JOB - Reproduce every line of the entries below word for word, leaving out the pictures.

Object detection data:
****************
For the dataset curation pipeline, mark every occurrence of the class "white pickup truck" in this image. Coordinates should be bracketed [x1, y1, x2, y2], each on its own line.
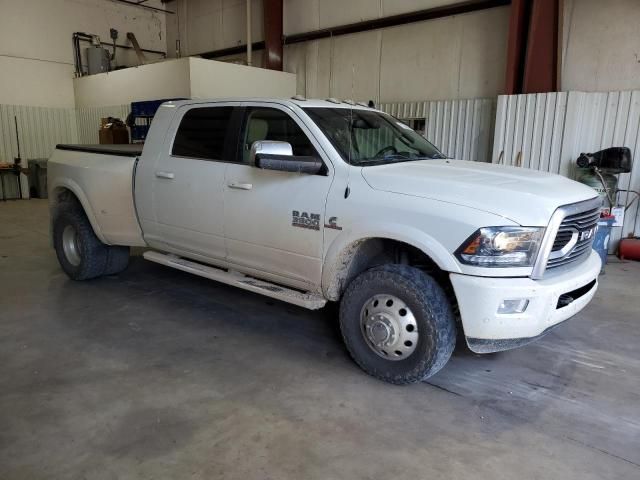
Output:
[48, 99, 600, 384]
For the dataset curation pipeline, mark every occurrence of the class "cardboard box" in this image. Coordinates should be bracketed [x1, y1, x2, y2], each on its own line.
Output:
[99, 127, 129, 145]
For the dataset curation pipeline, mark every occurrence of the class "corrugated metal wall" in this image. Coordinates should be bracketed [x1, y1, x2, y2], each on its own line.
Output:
[379, 98, 496, 162]
[492, 91, 640, 251]
[0, 105, 78, 198]
[76, 105, 131, 144]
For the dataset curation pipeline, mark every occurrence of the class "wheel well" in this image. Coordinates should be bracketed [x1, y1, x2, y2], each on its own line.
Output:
[49, 187, 84, 247]
[326, 238, 458, 316]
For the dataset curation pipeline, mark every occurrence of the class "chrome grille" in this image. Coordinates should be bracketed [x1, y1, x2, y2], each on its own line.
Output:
[547, 208, 600, 269]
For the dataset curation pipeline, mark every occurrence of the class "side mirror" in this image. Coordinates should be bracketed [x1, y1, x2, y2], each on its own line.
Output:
[249, 140, 322, 175]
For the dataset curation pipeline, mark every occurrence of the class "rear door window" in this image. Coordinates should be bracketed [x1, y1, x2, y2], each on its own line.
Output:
[171, 107, 233, 160]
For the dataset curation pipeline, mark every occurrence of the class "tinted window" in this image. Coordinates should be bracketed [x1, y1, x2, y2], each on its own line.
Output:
[305, 108, 445, 166]
[171, 107, 233, 160]
[242, 108, 318, 163]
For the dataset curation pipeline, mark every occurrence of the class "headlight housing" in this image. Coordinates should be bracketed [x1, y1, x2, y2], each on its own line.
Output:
[456, 227, 544, 267]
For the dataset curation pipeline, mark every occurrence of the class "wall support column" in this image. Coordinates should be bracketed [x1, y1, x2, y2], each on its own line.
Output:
[505, 0, 560, 95]
[263, 0, 283, 71]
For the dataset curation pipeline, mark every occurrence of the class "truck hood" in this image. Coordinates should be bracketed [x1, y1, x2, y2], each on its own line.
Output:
[362, 160, 596, 226]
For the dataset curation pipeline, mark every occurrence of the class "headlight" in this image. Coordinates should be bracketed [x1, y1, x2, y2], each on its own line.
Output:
[456, 227, 544, 267]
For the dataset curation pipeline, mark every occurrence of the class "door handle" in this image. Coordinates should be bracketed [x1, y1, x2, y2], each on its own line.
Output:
[156, 172, 174, 180]
[228, 183, 253, 190]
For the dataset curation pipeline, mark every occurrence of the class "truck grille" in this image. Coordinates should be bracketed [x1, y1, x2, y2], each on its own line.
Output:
[547, 208, 600, 270]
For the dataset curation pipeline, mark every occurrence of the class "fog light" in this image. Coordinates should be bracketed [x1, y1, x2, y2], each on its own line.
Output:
[498, 298, 529, 314]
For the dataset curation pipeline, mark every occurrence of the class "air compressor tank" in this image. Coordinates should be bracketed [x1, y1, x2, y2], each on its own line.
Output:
[85, 45, 111, 75]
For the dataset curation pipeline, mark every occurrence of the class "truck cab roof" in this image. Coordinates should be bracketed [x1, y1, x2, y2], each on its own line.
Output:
[162, 96, 376, 111]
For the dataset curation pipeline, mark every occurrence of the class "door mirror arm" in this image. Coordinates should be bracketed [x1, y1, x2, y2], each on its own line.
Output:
[249, 140, 323, 175]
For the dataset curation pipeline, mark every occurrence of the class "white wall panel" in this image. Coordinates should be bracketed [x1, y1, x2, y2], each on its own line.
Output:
[0, 105, 78, 198]
[176, 0, 509, 102]
[492, 90, 640, 251]
[379, 98, 495, 162]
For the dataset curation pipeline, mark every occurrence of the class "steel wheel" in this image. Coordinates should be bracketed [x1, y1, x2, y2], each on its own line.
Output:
[62, 225, 82, 267]
[360, 295, 419, 361]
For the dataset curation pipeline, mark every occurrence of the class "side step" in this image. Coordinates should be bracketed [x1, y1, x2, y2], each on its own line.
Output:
[142, 251, 327, 310]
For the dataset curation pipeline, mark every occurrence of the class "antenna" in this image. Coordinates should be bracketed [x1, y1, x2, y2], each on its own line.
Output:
[344, 63, 356, 198]
[13, 115, 22, 159]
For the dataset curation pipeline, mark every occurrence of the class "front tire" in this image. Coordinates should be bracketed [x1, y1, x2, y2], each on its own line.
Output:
[340, 265, 456, 385]
[53, 203, 109, 280]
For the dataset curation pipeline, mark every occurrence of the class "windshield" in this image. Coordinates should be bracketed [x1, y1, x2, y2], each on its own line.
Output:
[304, 107, 445, 166]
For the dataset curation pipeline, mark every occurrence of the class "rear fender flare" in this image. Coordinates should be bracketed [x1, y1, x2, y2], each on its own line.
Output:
[49, 178, 109, 244]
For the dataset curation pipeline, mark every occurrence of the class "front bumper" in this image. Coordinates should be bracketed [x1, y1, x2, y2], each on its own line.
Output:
[451, 251, 601, 353]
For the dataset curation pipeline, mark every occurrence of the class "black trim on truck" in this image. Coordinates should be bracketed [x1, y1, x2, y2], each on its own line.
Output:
[56, 143, 143, 157]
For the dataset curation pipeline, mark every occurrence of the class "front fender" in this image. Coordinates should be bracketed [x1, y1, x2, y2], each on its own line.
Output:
[322, 223, 460, 300]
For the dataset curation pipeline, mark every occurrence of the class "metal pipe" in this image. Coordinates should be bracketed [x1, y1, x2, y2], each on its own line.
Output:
[247, 0, 252, 66]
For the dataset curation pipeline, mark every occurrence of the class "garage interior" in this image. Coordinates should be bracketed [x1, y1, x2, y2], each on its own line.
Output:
[0, 0, 640, 479]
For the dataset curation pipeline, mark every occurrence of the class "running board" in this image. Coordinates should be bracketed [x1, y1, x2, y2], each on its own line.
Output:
[142, 251, 327, 310]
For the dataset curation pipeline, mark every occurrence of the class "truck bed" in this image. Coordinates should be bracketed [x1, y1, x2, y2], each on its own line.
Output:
[56, 143, 144, 157]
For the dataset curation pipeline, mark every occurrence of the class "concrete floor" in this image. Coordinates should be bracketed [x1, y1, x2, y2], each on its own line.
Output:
[0, 200, 640, 480]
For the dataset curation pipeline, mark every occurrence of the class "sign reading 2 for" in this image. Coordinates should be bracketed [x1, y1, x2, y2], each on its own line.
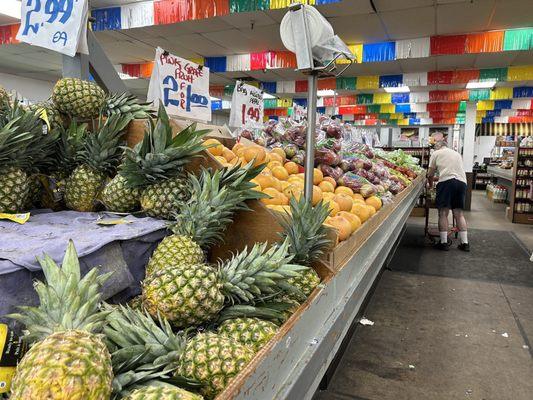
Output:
[17, 0, 88, 56]
[148, 48, 211, 121]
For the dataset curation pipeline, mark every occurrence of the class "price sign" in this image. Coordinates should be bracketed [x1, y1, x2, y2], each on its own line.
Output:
[148, 47, 211, 121]
[229, 81, 264, 128]
[17, 0, 89, 57]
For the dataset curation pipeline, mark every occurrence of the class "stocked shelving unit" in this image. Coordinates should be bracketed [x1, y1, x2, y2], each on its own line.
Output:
[509, 147, 533, 224]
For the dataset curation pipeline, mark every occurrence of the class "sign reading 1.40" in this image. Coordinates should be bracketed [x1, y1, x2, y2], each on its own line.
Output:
[17, 0, 88, 56]
[229, 81, 263, 127]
****************
COMPLETE RESPONSE -
For the dataset curation pipeline, mark every occurrence of the class "white pickup truck" in this image. Coordinates should be bracketed [x1, y1, x2, y2], each on its own line.
Output:
[48, 99, 600, 384]
For the dataset curation pipeline, mark every occurrence of the class "cardboard box" in this image. Coordinates should be bracketed [x1, y1, x2, y2], each on its own line.
Output:
[99, 127, 129, 145]
For the dataset curation pipeline, mark every occurrence of the class "corrugated metal wall" in this image. Coordinates should be bracketed [x1, y1, x2, y2], each on its own line.
Output:
[379, 98, 496, 162]
[492, 91, 640, 251]
[0, 105, 78, 198]
[76, 105, 131, 144]
For the dataset curation pipeline, mark every occurrence of the class "wheel well" in this image. Coordinates should be bracketed [x1, y1, x2, y2], each on its own line.
Output:
[49, 187, 84, 247]
[326, 238, 458, 316]
For the dataset curation pipeline, mark every occurrence of the class "chrome grille" in this image. Coordinates should be bracketed [x1, y1, x2, y2], each on its own line.
Output:
[547, 208, 600, 269]
For the dataset curation pipeline, mark every occurrence of the class "side mirror" in this image. Coordinates should be bracketed [x1, y1, x2, y2], each on its own line.
Output:
[249, 140, 322, 175]
For the dataset curation pipeline, mark every occurrence of the class "rear door window" in this image. Coordinates should be bracketed [x1, y1, x2, y2], each on its own line.
Output:
[171, 107, 233, 160]
For the dataset curation pipeline, mark every occurrence of the class "tinted window" in this image. Coordinates should be bracketed [x1, y1, x2, y2], each on its own line.
Output:
[305, 108, 445, 166]
[171, 107, 233, 160]
[242, 108, 318, 163]
For the dataset curation pipeline, mark every occurrence of the class "headlight housing" in this image. Coordinates should be bracketed [x1, y1, x2, y2], each on its own line.
Output:
[456, 227, 544, 267]
For the dataset curation pipeline, mark every occurrence of the class "wall support column" in this image. Coordinates should be bracketed [x1, y1, x2, y2], each on its own line.
Output:
[505, 0, 560, 95]
[263, 0, 283, 71]
For the dataset curation pipeline, mark every occurrence of the class "truck hood" in this image. Coordinates should be bracketed [x1, y1, x2, y2], each on its own line.
Output:
[362, 160, 596, 226]
For the dataset curation pipeline, mark every occurrence of the class "headlight" in this image. Coordinates should be bracketed [x1, y1, x2, y2], each on its own line.
Output:
[456, 227, 544, 267]
For the dataset curation pipeline, mark every occurrence of the class "door handle" in this image. Coordinates should be bracketed [x1, y1, x2, y2], each on its own line.
Output:
[156, 172, 174, 180]
[228, 183, 253, 190]
For the dataset curation pipeline, mark every occurrence of the class "truck grille" in this image. Coordinates should be bracketed [x1, y1, x2, y2], each on its own line.
Output:
[547, 208, 600, 270]
For the dataset curation pipeline, mark every occurrence of the class "fog light" in this image. Coordinates should be bracketed [x1, y1, x2, y2], each on its own line.
Output:
[498, 298, 529, 314]
For the dataset curation pipeline, mark every occurrence of the class "air compressor tank" in this image. Coordinates should be bracketed [x1, y1, x2, y2], each on its own line.
Output:
[85, 45, 111, 75]
For the dataset curation pipeline, mark every occurrence of the class "truck cab roof" in this image. Coordinates should be bracketed [x1, y1, x2, y2], each on its own line.
Output:
[162, 96, 376, 111]
For the dataset curation pipeline, mark every occurrence of the class "door mirror arm" in this image. Coordinates should be bracketed [x1, y1, x2, y2], each on its own line.
Output:
[249, 140, 323, 175]
For the dataset curation pipeline, mark every occurrence of the class "white wall panel" in this image. Coordinates should be bracketed [x1, y1, x2, y2], each on its own line.
Output:
[0, 105, 78, 198]
[176, 0, 509, 102]
[492, 90, 640, 251]
[379, 98, 495, 162]
For the dataset curation pipeline, mark every occurrence of the class "steel wheel" in this image. Coordinates should be bracketed [x1, y1, x2, y2], each on its own line.
Output:
[62, 225, 82, 267]
[360, 295, 419, 361]
For the dataset curation pipeline, mark every occurrence of the class "side step" in this image. Coordinates should be bracketed [x1, y1, x2, y2], each on its own line.
Output:
[142, 251, 327, 310]
For the dataset curation pipeline, mark every occurrence of the class "antenna" in this image. Coordinates should be bracketed [x1, y1, x2, y2], each on its own line.
Output:
[344, 63, 356, 198]
[13, 115, 22, 159]
For the dataset curation pipeline, mark every occurrence of the class "front tire" in this image. Coordinates should be bracketed [x1, y1, x2, y2], each on its own line.
Output:
[340, 265, 456, 385]
[53, 203, 109, 280]
For the dataset curation pipeline, mark every occurrence of the class "windshield" in this image. Coordinates should be bracketed [x1, y1, x2, y2], each on its own line.
Output:
[304, 107, 445, 166]
For the dataset curation pipeline, mark every occurrence of the class "rear fender flare" in this image. Coordinates should be bracketed [x1, y1, x2, y2], each on its own line.
Output:
[49, 178, 109, 244]
For the dataset curation pipeline, mark every occurrence of the class "front bumper" in this image. Coordinates should be bracketed [x1, y1, x2, y2], each on its own line.
Output:
[451, 251, 601, 353]
For the dataset curation pipeline, mark every occurrence of the class "black trim on truck" in this image. Coordinates should be bracketed [x1, y1, x2, y2], each on its own line.
Output:
[56, 143, 143, 157]
For the dataset curation pipeline, mark every occurrence of the class "front fender" in this image. Coordinates should be bracketed [x1, y1, x2, y2], each on its own line.
Output:
[322, 223, 460, 300]
For the dataset curation pipeline, mark every occurrence of the class "metal pipe" in this image. Coordinates should be bracketed [x1, y1, x2, y2], each on its own line.
Output:
[247, 0, 252, 66]
For the dataset curation pipeline, mark every occurrence of the class "garage interior" in this image. Coordinates should be bracketed [x1, y1, x2, y2], each on its own line.
Output:
[0, 0, 640, 479]
For the dataset curation pipeline, mark every occurrence of the class "running board" in this image. Coordinates should be bracketed [x1, y1, x2, y2], each on its own line.
Output:
[142, 251, 327, 310]
For the dataset curation pipeline, mark every occurrence of the class "truck bed" in this image. Coordinates should be bracketed [x1, y1, x2, y2], each on its own line.
Output:
[56, 143, 144, 157]
For the dataset curation pipeline, mark every occurrence of the class "concrete floor" in this image. Coordinates should be bracketed [x1, y1, x2, y2], each on its own line.
Output:
[0, 200, 640, 480]
For the dataset curation pipeline, mark every occurrence of the class "sign reading 2 for" in this image. Coordinates should be bracketed [x1, y1, x2, y2], each on its own line.
Output:
[17, 0, 88, 56]
[148, 48, 211, 121]
For the dataset curation pipeline, mark every occurrence of the class "price sign" in this image. Coordinates should be bracketed [x1, y1, x2, y2], each on its own line.
Output:
[148, 47, 211, 121]
[229, 81, 264, 128]
[17, 0, 89, 57]
For the dataset curation pipeline, mark every occurrence of the class "stocked shelving unit" in this image. Coordinates should be bracketed [x1, y1, x2, y2], each on its own line.
Output:
[509, 147, 533, 224]
For the dataset curation pipeline, mark every occurrence of the class "sign reading 1.40" in this image. Coordinates should be bracketed [x1, y1, x2, y2], each on its own line.
Output:
[17, 0, 88, 56]
[229, 81, 263, 127]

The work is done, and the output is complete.